Page text -
******************************

# Firefox 62.0 slowing my system



## debodun (Sep 14, 2018)

Even since this version of Firefox installed itself, I've been having problems with slow loading pages (like FB) and intermittent freezing (especially pages that use Flash). My OS is Windows 7 - 64 bit and I have a 1.86 GHZ CPU and 3 GB RAM.


----------



## Camper6 (Sep 14, 2018)

I do think you can download the previous version that was working.


----------



## debodun (Sep 14, 2018)

Camper6 said:


> I do think you can download the previous version that was working.



I probably could, but them it would just automatically update itself.


----------



## Grampa Don (Sep 16, 2018)

I had the same problem so I switched to Opera.  It's a little different and took some getting used to, but I like it a lot better.  It's based on Chrome.  I still have Firefox on my PC, but Opera is the browser I use now.

Don


----------



## kburra (Sep 17, 2018)

debodun said:


> I probably could, but them it would just automatically update itself.



Had same problem but the new vresion stopped many of my ADDONS working so went back......and now have set Firefox not to update, there are other options (See pic)..to get to this option on the toolbar click TOOLS.OPTIONS ,ADVANCED and make your choice>


----------

******************************

Source material -
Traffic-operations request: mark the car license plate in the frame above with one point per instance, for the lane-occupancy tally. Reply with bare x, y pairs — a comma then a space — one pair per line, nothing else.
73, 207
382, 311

******************************

To be done - In the Firefox 62.0 thread, which browser did Grampa Don switch to, and what is it based on?

Solution for this problem - Opera, which is based on Chrome.